Coordinate annotation entries

%%

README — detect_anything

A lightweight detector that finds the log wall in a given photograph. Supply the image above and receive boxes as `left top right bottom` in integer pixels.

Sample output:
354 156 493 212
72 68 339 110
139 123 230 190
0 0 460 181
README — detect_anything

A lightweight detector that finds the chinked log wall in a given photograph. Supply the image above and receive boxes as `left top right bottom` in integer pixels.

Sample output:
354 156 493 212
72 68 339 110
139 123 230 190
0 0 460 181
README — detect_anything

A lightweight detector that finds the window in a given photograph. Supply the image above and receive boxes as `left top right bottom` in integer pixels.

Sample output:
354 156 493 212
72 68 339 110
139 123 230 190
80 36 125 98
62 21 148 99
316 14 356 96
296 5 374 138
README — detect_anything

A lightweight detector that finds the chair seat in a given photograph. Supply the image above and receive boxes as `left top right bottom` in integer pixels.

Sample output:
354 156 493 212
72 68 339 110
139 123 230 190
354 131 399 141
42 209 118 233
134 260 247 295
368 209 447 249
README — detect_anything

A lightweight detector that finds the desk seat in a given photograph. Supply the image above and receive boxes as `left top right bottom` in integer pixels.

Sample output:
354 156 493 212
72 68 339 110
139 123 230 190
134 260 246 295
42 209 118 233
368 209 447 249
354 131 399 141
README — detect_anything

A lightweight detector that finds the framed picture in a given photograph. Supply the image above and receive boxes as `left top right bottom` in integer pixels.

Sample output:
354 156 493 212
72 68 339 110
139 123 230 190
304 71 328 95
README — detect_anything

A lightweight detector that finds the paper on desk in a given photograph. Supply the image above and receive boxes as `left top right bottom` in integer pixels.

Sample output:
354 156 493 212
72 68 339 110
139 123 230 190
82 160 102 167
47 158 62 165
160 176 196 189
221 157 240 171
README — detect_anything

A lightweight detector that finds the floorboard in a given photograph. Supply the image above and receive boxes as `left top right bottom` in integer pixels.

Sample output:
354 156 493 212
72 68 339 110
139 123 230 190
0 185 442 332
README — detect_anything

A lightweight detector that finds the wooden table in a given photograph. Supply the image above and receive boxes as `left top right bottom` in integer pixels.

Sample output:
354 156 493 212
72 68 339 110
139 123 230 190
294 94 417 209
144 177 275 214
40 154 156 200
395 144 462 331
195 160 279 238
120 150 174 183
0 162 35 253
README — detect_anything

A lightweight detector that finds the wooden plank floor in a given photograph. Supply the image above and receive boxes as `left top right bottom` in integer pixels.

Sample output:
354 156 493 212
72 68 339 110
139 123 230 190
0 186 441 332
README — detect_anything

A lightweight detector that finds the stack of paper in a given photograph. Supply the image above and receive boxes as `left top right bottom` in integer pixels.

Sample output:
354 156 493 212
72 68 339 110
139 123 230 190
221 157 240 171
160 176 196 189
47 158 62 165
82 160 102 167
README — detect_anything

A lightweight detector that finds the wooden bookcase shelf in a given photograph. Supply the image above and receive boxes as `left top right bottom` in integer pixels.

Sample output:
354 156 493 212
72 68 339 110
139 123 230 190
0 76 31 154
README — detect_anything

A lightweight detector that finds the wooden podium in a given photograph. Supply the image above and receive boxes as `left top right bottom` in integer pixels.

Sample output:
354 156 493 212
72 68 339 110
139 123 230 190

%%

Task brief ::
How many lines in the records above contain the word "seat"? Reply with the number alone.

Solution to this task ::
2